Can you render every line of the listing below as a Markdown table, with a Row column for the line number and a Line column for the text, skipping blank lines? Leave the pictures out of the table.

────

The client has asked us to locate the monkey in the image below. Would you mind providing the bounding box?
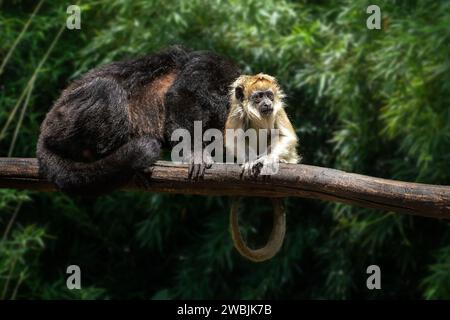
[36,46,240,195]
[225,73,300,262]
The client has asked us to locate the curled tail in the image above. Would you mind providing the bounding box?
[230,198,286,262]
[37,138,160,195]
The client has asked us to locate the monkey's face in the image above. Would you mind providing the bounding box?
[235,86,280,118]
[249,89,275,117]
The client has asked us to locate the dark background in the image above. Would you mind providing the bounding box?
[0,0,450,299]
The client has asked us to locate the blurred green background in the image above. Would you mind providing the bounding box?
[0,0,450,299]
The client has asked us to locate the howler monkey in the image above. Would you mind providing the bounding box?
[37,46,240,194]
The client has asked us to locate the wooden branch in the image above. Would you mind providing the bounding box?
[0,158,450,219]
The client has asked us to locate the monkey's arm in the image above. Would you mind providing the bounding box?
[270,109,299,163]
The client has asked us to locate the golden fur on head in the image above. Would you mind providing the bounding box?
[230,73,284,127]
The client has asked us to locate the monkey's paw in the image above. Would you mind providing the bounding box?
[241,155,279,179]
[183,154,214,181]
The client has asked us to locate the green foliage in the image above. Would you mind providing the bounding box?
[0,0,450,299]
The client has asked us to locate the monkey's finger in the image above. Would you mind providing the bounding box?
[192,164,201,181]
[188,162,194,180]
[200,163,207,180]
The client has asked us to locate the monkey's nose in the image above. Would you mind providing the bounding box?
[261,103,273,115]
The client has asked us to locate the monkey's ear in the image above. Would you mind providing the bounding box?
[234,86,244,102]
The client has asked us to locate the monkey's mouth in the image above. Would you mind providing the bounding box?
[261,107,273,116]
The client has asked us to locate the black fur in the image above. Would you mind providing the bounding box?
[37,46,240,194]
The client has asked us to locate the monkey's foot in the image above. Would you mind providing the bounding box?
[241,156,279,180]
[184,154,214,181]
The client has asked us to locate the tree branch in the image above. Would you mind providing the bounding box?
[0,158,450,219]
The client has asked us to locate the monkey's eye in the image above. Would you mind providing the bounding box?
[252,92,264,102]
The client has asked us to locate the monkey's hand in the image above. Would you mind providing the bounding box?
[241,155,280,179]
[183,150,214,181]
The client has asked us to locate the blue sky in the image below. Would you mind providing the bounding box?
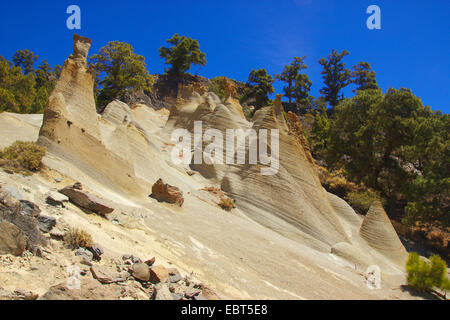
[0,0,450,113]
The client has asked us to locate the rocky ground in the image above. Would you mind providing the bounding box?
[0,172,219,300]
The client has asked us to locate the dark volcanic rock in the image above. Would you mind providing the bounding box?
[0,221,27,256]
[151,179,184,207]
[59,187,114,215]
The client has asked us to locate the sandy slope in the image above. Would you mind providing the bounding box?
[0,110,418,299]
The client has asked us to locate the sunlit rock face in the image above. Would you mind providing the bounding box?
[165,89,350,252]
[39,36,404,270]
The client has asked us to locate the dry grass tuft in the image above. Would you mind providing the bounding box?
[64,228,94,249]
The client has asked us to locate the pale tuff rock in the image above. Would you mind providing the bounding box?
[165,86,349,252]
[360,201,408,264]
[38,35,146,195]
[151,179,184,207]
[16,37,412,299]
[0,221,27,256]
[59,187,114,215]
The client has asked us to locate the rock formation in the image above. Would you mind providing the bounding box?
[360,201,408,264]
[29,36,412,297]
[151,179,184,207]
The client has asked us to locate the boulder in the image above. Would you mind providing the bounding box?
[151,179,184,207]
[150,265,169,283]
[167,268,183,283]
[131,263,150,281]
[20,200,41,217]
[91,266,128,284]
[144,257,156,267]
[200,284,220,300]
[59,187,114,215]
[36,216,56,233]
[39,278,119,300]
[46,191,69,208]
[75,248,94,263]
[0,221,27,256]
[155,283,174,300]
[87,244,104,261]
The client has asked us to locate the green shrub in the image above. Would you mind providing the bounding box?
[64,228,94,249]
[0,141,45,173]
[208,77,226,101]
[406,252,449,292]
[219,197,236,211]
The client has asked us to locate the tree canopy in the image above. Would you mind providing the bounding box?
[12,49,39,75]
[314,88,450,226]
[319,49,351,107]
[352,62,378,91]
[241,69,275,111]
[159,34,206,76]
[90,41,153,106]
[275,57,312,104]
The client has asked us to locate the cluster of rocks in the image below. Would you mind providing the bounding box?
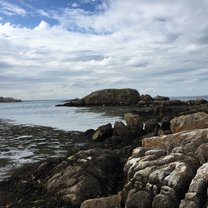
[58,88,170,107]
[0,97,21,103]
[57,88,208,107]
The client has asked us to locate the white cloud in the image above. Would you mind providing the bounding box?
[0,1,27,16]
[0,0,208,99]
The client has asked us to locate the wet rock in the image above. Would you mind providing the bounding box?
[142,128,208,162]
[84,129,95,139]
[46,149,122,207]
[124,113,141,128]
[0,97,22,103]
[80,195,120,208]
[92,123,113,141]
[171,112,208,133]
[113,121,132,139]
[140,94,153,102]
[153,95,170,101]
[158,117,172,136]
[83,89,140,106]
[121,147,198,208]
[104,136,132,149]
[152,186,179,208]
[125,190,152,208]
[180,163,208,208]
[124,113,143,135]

────

# WRITTEN SOLUTION
| Row | Line |
|---|---|
| 1 | The client has asked us to locate the monkey in the image below. Would you mind providing the bounding box? |
| 2 | [36,46,240,195] |
| 3 | [225,73,300,262] |
| 4 | The client has asked us to locate the curled tail in the image above. Would you mind providing the bounding box? |
| 5 | [230,198,286,262] |
| 6 | [37,138,160,195] |
| 7 | The client has asked us to locate the monkey's face in the image above. Would you mind providing the bounding box? |
| 8 | [235,86,280,118] |
| 9 | [249,89,275,117] |
| 10 | The client has asked us to locate the dark background in the image above. Would you mind providing the bounding box? |
| 11 | [0,0,450,299] |
| 12 | The client has asked us to locate the blurred green background in the image above. Would you mind providing the bounding box? |
| 13 | [0,0,450,299] |
| 14 | The client has asked us to locate the howler monkey in the image above. Would you mind providing the bounding box? |
| 15 | [37,46,240,194] |
| 16 | The client has asked us to locate the wooden branch in the image above. Would you mind providing the bounding box? |
| 17 | [0,158,450,219] |
| 18 | The client has asked us to locate the monkey's arm in the image above. Would you mind providing the bounding box? |
| 19 | [270,109,299,163] |
| 20 | The client has asked us to locate the golden fur on head in the image above. Would you mind providing the bounding box? |
| 21 | [230,73,284,127] |
| 22 | The client has asked us to locate the monkey's paw in the image above. Would you mind providing the bounding box? |
| 23 | [241,155,279,179] |
| 24 | [183,154,214,181] |
| 25 | The client has asked us to locate the green foliage in the image above. Would you mind providing the bounding box? |
| 26 | [0,0,450,299] |
| 27 | The client has asked us to locate the monkey's finger in the image above. Would you mind providing the bounding box? |
| 28 | [192,164,201,181] |
| 29 | [188,162,194,180] |
| 30 | [200,163,207,180] |
| 31 | The client has asked us to locate the monkey's nose in the image above. Would you mind providing the bounding box? |
| 32 | [261,103,273,115] |
| 33 | The client has asked us to locate the monkey's ear in the image above. Would you mind providing the bounding box? |
| 34 | [234,86,244,102] |
| 35 | The client has asked us to locate the monkey's mouth in the image above. Would you mind providing the bounding box? |
| 36 | [261,107,273,116] |
| 37 | The client has asked us to locate the black fur in the image above. Would you mind providing the bounding box? |
| 38 | [37,46,240,194] |
| 39 | The client has asked us to locate the monkey's foot in the image above. Would you mind providing the bounding box? |
| 40 | [241,156,279,180] |
| 41 | [184,154,214,181] |
| 42 | The client has asked us to locate the tree branch in the image above. Would you mind providing the bounding box? |
| 43 | [0,158,450,219] |
| 44 | The client has asked us to locate the monkey's eye in the image above. Would you mind providing the bounding box? |
| 45 | [252,92,264,102] |
| 46 | The client has asked us to locate the monkey's hand in the image above. Would you mind providing the bounding box? |
| 47 | [241,155,280,179] |
| 48 | [183,150,214,181] |
| 49 | The client has asked us to locate the blue sky in the image below. Would you mind providing the bounding box? |
| 50 | [0,0,450,113] |
| 51 | The client has asked us to locate the rocky ground in the image above. Would you mind providing the bounding box? |
| 52 | [0,172,219,300] |
| 53 | The client has asked us to locate the dark volcanic rock in the image above. Would you mind providing the bounding box? |
| 54 | [0,221,27,256] |
| 55 | [151,179,184,207] |
| 56 | [59,187,114,215] |
| 57 | The client has asked us to locate the sandy slope in the image above. Would you mind providing the bounding box? |
| 58 | [0,110,418,299] |
| 59 | The client has asked us to locate the sunlit rock face in the image above. Would you mind providing the bounding box? |
| 60 | [165,89,350,252] |
| 61 | [39,36,404,270] |
| 62 | The client has asked us to locate the dry grass tuft in the image above. Would you mind providing the bounding box? |
| 63 | [64,228,94,249] |
| 64 | The client has asked us to locate the pale tuff rock in the image above. Would you mind providing the bounding box? |
| 65 | [165,86,349,252] |
| 66 | [360,201,408,264] |
| 67 | [38,35,146,195] |
| 68 | [151,179,184,207] |
| 69 | [16,37,412,299] |
| 70 | [0,221,27,256] |
| 71 | [59,187,114,215] |
| 72 | The client has asked us to locate the rock formation in the image above. Would you mind providing the bounding box? |
| 73 | [360,201,408,264] |
| 74 | [29,36,412,297] |
| 75 | [151,179,184,207] |
| 76 | The client has asked us to locate the boulder in the image above. Would you mind providing the bounding box? |
| 77 | [151,179,184,207] |
| 78 | [150,265,169,283] |
| 79 | [167,268,183,283] |
| 80 | [131,263,150,281] |
| 81 | [20,200,41,217] |
| 82 | [91,266,128,284] |
| 83 | [144,257,156,267] |
| 84 | [200,284,220,300] |
| 85 | [59,187,114,215] |
| 86 | [36,216,56,233] |
| 87 | [39,278,119,300] |
| 88 | [46,191,69,208] |
| 89 | [75,248,94,263] |
| 90 | [0,221,27,256] |
| 91 | [155,283,174,300] |
| 92 | [87,244,104,261] |
| 93 | The client has asked us to locate the green shrub in the image above. Would you mind providing the bounding box? |
| 94 | [64,228,94,249] |
| 95 | [0,141,45,173] |
| 96 | [208,77,226,101] |
| 97 | [406,252,449,292] |
| 98 | [219,197,236,211] |
| 99 | The client has asked us to locate the tree canopy in the image above. Would you mind providing the bounding box? |
| 100 | [12,49,39,75] |
| 101 | [314,88,450,226] |
| 102 | [319,49,351,107] |
| 103 | [352,62,378,91] |
| 104 | [241,69,275,111] |
| 105 | [159,34,206,76] |
| 106 | [90,41,153,106] |
| 107 | [275,57,312,104] |
| 108 | The client has asked us to locate the cluster of rocks in the image below. Would you mind providing the bounding box? |
| 109 | [58,88,170,107] |
| 110 | [0,97,21,103] |
| 111 | [57,88,208,107] |
| 112 | The client has asked us to locate the white cloud in the image above. Would you mind providing the bounding box? |
| 113 | [0,1,27,16] |
| 114 | [0,0,208,99] |
| 115 | The client has asked us to locate the wet rock in the image above. Would you mind providing the bounding box? |
| 116 | [142,128,208,162] |
| 117 | [84,129,95,139] |
| 118 | [46,149,122,207] |
| 119 | [124,113,141,128] |
| 120 | [0,97,22,103] |
| 121 | [80,195,120,208] |
| 122 | [92,123,113,141] |
| 123 | [171,112,208,133] |
| 124 | [113,121,132,139] |
| 125 | [140,94,153,102] |
| 126 | [153,95,170,101] |
| 127 | [158,117,172,136] |
| 128 | [83,89,140,106] |
| 129 | [121,147,198,208] |
| 130 | [104,136,132,149] |
| 131 | [152,186,179,208] |
| 132 | [125,190,152,208] |
| 133 | [180,163,208,208] |
| 134 | [124,113,143,135] |